— start of Text —

Bali Advertiser - Advertising for The Expatriate Community

The Importance (or otherwise) of Timing

October – a dangerous month to speculate?

‘October: this is one of the peculiarly dangerous months to speculate in stocks….. the others are July, January, September, April, November, May, March, June, December, August and February’ This is a quote from Mark Twain. The point is clear; there is no good time to speculate in stocks. Why? Because short term movements are highly unpredictable. Many people do indeed consider September and October to be months to avoid in the stock markets since major crashes have often occurred during these months. October has been a black month for Bali for different reasons. But the past is not a certain guide to the future. In the past month several clients requested a reduction in their stock market holdings and others said they would prefer to hold off until October was behind us. There is still time for them to be proved right but at the time of writing those who were not invested in stock market funds have missed the opportunity to benefit from record highs. History has shown that it is far more risky to be out of the markets than in them over a period of time.

Timing could work – if only…

Anyone clever enough, or more correctly, lucky enough to time the bottoms and the tops of markets would become very rich in just a few years. In practice, it is virtually impossible. Let’s say for example, a share or fund rises by 50% in six months. Do you hold or sell? The fact is, if you sell you have indeed taken a handsome profit. But if the share or fund then rises another 50% or more you have missed out on further gains! Selling at the 50% would actually be a wise move but my experience has been that investors would prefer to hold in the hope of making even more gains. They then focus on securities that have shown losses and suggest selling those and moving the proceeds into the investment that has made a lot of money. Problem is, fortunes can be quickly reversed so that this year’s winners become next year’s losers and vice versa. Constantly chasing yesterday’s winners can lead to the rapid depletion of one’s wealth!

Attempting timing is still better than following the herd

Perhaps the worst enemy of investing is human nature itself. I do not recall the precise figures but I remember seeing a statistic to the effect that when the world’s largest mutual fund enjoyed strong growth to the tune of around 80% over a five year period in the 90’s the majority of its investors still lost money! This is because the majority were not in the fund at the outset but tended to invest each time the fund was riding high, egged on by publicity and ‘peer pressure’. Who wants to be the odd one out at a dinner party when others are proclaiming how much they have made in a particular asset, be it a fund, property, gold or whatever? The temptation is strong to go out and buy the same asset just to ‘get into the club’. Invariably it is too late; the big money has been made. This is when the slow and cautious investors get tempted into the market, only to get their fingers burnt. I have met many people who are against stock markets because they were drawn in by the hype of the late 90’s, particularly in technology stocks, only to lose heavily over the next three years. Yet stock markets have generally outperformed other assets over the long term.

— end of Text —
— start of Listed records —

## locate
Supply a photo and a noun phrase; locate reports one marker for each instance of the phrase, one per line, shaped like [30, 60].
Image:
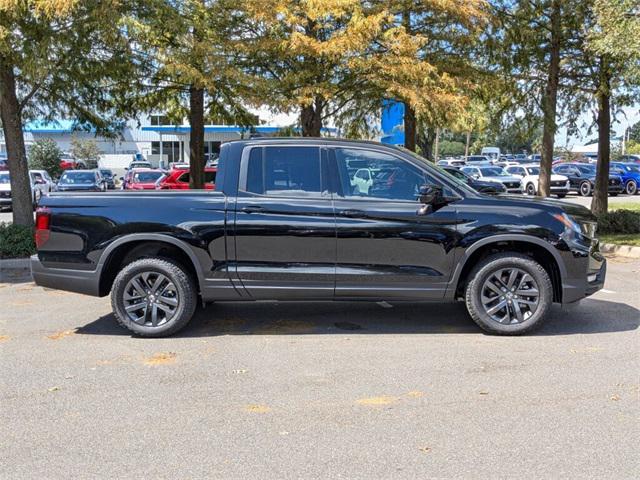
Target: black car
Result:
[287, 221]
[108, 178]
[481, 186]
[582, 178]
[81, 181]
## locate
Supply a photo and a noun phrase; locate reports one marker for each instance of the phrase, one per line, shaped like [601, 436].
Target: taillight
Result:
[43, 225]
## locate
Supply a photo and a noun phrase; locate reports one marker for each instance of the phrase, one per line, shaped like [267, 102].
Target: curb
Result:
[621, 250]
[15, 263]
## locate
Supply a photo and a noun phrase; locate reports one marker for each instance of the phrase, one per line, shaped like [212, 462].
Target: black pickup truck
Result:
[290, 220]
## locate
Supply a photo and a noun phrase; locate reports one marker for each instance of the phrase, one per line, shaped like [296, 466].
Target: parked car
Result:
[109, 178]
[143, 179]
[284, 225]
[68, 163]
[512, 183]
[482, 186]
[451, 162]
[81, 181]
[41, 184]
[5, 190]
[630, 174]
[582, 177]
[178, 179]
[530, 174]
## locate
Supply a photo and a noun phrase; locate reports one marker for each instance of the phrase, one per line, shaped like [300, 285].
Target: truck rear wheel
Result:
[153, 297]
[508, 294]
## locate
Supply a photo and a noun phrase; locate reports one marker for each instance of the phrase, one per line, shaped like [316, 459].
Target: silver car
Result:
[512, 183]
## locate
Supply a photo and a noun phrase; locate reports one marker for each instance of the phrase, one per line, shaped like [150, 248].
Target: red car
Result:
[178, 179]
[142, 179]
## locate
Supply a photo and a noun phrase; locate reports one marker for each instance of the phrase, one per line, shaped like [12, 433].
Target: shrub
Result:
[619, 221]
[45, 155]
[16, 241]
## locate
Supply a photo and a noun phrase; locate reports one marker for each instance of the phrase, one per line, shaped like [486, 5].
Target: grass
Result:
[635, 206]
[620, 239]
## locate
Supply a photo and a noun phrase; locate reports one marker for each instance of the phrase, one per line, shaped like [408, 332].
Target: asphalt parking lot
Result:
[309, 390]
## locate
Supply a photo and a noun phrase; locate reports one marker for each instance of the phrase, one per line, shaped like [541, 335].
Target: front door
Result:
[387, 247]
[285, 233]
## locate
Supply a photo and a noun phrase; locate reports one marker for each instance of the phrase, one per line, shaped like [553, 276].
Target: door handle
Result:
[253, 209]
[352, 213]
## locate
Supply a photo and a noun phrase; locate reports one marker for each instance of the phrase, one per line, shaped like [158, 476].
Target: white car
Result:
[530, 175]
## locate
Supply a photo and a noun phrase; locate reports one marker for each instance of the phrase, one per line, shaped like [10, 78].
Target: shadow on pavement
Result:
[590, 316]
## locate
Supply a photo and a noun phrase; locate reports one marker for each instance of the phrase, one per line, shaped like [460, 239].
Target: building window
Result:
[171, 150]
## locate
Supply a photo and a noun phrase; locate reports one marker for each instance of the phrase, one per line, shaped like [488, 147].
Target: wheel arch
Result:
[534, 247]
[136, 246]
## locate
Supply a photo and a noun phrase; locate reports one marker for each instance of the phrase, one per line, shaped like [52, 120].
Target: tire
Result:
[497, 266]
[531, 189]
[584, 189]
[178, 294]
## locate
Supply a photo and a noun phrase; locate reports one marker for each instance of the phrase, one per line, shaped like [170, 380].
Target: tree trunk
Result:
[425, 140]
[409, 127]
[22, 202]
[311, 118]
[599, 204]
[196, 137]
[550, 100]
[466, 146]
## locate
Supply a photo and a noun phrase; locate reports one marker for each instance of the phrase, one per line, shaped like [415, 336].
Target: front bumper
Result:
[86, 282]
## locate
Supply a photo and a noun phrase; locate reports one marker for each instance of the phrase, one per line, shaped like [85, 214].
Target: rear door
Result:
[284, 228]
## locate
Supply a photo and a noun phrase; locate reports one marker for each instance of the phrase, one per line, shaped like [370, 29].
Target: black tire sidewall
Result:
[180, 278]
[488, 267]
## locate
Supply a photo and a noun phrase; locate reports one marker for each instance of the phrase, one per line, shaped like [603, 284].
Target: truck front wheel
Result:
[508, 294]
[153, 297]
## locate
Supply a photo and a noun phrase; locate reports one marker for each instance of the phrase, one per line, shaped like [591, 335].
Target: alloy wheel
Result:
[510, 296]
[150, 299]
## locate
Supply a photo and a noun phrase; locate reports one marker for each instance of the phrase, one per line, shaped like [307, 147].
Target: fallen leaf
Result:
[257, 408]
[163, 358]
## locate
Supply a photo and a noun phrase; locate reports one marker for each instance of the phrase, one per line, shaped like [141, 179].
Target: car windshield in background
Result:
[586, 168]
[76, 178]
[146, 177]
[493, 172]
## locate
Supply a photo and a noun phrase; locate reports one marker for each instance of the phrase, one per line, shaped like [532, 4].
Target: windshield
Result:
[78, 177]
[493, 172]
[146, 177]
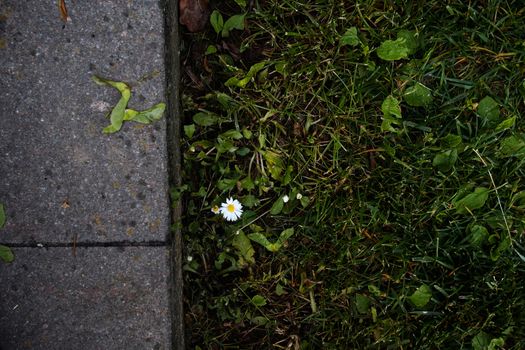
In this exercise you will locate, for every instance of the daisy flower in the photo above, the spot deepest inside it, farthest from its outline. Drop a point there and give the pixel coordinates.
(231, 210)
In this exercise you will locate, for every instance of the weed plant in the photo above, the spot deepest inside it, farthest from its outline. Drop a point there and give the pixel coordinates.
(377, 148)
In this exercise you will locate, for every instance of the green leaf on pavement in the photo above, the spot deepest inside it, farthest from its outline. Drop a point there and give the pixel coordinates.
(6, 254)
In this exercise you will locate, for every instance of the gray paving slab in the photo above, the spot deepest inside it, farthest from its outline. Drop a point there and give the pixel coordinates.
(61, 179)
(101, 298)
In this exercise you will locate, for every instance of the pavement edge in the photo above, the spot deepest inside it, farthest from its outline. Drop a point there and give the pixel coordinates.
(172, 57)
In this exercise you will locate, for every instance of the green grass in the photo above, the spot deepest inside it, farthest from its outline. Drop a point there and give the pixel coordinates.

— end of Listed records —

**The exercise**
Please resume the text on timing the stock market, starting right after its last sentence.

**Response to this task**
What about property?

Much the same applies. Property markets can collapse just like stock markets and many people are tempted in when prices are high (and interest rates often low, which is a contributing factor) only to be left high and dry with a property worth less than the outstanding mortgage. No-one is in a buying mood when prices are falling. Yet this should be the time when people should be buying. But the psychology – and interest rates – can be off-putting. The problem is, even for those who try to time the market, they can get it very wrong. Three years ago people were predicting a possible crash in the property markets in the US, UK and Australia. Cautious investors held back, waiting for the crash but it never came. Instead they watched prices surge even higher. Even though there has been a levelling off of late there has been no crash so those who held back three years ago are still going to pay a much higher price today.

So should we or should we not be timing the markets?

If you are still with me you must be wondering whether I am for or against market timing. On the one hand I am saying bad timing can be disastrous and on the other that timing the market correctly is virtually impossible. This is where I would suggest we adopt both a strategic and tactical approach. A strategic approach is what is needed for the bulk of one’s assets. No matter what the state of the markets you should not be tempted to throw the bulk of your cash at an asset that looks particularly attractive at the time, whether the price is a bargain or it appears to be a star that will continually rise. If you have cash to invest in a financial asset, the bulk should go into a professionally balanced portfolio consisting of a wide range of assets, not just stocks. Ignore the state of the markets. This is for the long term. A boom or bust in any of the asset classes will have little impact in the long term. There is no problem however in attempting some market timing for up to say 20% of your investment. The same principle applies to property. Your primary residence is a strategic investment. If you do not own a home then you should buy one if you can afford it irrespective of the state of the market. You can only make a loss if you sell at the wrong time. Investment property is another matter. Here you can indeed try to time the market as long as you accept you are now moving into the tactical area which could mean big gains or losses.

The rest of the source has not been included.